TASK PROMPT:
Reproduce the listing from the line with "black head, which" up to and including the line with "x=257, y=55", renaming "innermost" to "most central" and leaving everything else unchanged.

---- RECORDS SHOWN

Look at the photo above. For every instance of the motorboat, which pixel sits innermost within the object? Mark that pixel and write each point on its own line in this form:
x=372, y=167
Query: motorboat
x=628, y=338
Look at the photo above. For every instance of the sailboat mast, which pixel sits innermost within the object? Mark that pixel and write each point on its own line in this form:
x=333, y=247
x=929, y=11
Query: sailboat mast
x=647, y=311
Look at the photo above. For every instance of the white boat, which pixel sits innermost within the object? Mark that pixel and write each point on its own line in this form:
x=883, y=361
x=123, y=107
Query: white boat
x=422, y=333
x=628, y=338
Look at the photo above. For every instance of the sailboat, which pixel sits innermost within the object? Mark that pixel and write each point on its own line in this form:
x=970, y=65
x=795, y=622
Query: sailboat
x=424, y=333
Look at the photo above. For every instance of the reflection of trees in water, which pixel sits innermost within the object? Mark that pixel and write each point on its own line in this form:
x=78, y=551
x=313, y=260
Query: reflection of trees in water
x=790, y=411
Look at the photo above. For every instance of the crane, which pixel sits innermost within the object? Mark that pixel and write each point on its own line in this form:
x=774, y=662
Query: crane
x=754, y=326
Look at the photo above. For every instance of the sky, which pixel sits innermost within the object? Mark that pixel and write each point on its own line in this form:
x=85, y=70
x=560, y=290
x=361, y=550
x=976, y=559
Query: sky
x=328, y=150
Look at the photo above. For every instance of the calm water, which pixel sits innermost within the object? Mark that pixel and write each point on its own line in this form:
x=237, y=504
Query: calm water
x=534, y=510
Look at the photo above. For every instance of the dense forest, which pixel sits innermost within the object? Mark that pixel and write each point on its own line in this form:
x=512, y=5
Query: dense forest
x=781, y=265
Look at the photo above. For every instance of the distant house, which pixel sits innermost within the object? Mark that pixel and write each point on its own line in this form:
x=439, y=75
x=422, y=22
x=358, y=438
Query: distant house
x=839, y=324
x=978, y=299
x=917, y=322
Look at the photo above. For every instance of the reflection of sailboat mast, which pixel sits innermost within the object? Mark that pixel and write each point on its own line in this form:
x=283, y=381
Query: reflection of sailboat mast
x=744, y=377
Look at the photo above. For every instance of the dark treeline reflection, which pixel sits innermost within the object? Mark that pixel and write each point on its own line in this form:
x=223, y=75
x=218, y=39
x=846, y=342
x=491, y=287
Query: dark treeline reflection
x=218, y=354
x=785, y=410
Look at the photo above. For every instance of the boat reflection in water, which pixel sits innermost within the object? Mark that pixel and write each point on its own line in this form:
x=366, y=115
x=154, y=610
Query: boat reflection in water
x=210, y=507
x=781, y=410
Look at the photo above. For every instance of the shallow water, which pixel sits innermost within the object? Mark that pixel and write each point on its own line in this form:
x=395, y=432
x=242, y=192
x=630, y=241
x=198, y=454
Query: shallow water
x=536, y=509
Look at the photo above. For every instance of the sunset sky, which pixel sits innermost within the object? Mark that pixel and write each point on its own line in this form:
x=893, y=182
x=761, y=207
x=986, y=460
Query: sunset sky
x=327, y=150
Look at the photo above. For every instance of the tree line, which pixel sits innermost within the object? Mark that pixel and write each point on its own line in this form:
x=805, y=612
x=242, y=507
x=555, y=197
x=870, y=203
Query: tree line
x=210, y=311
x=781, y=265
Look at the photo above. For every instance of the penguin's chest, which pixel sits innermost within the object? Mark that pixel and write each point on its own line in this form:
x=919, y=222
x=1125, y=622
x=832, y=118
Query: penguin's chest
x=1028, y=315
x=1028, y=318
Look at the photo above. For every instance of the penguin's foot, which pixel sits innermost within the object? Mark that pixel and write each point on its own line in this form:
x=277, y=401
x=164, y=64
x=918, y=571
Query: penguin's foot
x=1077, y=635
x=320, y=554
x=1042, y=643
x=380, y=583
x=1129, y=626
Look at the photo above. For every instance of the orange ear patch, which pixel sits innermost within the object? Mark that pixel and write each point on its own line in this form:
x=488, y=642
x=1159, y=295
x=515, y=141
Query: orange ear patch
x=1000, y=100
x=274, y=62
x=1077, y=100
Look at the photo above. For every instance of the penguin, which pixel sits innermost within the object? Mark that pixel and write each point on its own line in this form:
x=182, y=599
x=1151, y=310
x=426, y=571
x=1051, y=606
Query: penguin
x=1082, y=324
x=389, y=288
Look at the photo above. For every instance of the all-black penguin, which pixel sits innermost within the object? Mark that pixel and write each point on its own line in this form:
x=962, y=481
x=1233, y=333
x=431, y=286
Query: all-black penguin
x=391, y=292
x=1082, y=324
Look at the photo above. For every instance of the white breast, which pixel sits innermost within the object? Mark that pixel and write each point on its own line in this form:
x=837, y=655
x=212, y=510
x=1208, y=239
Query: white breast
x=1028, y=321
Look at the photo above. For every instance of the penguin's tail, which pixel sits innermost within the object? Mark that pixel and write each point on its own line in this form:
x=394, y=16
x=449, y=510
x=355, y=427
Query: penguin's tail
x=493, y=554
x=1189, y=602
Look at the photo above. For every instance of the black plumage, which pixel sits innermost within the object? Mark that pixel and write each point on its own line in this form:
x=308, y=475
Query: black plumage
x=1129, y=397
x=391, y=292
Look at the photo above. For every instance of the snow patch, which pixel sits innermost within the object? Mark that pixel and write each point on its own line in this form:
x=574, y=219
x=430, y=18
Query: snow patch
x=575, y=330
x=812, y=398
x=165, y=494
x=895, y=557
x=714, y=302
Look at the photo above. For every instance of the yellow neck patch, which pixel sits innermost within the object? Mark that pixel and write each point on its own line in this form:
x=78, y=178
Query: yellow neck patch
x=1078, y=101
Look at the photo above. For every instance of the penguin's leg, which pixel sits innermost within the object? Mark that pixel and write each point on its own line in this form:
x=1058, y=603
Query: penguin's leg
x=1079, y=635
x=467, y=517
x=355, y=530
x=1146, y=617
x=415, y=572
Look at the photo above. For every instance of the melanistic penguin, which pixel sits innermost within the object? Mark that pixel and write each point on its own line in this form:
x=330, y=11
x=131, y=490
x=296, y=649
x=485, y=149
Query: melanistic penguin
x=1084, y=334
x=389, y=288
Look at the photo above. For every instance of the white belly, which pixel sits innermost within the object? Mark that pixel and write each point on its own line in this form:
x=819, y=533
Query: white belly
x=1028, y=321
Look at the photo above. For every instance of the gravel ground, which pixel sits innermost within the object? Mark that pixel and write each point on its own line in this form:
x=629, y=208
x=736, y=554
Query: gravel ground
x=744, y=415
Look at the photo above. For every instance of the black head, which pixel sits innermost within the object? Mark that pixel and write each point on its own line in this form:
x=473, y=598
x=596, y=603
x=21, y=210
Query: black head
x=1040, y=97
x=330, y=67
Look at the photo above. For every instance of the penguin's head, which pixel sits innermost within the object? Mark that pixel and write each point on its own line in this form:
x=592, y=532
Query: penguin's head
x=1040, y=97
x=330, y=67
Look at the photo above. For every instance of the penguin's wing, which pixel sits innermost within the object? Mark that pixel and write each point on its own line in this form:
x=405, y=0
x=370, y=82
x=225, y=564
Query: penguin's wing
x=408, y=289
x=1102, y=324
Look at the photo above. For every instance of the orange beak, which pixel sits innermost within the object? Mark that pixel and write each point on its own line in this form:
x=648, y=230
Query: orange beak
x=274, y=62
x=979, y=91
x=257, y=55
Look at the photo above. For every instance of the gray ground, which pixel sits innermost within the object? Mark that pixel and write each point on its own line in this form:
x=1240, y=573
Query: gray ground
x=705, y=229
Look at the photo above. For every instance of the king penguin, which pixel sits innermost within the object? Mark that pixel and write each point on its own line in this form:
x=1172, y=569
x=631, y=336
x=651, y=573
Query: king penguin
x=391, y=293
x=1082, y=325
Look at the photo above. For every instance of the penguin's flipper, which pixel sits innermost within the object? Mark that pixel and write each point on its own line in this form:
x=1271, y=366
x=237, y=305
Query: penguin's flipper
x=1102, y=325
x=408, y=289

--------

EXERCISE RESULT:
Look at the photo above. For every instance of the black head, which pixel sits most central within the object? Mark that pixel and write each point on its own line in this form:
x=473, y=598
x=596, y=603
x=21, y=210
Query: black head
x=1040, y=97
x=330, y=67
Look at the photo above. For every instance of the penguin's head, which pixel sits most central within the object? Mark that pixel and write each point on its own line in this form:
x=592, y=532
Query: penguin's head
x=1040, y=97
x=330, y=67
Look at the photo above. For every instance of the penguin's wing, which pixel sits most central within the object? Mark that pixel and write each point on its own line in this form:
x=405, y=0
x=370, y=82
x=225, y=564
Query: penguin's wing
x=408, y=289
x=1102, y=324
Look at the photo above. For every instance of the orange beak, which pixel sits most central within the object? Mark that pixel and write each point on its own line in this form:
x=648, y=230
Query: orange beak
x=274, y=62
x=979, y=91
x=257, y=55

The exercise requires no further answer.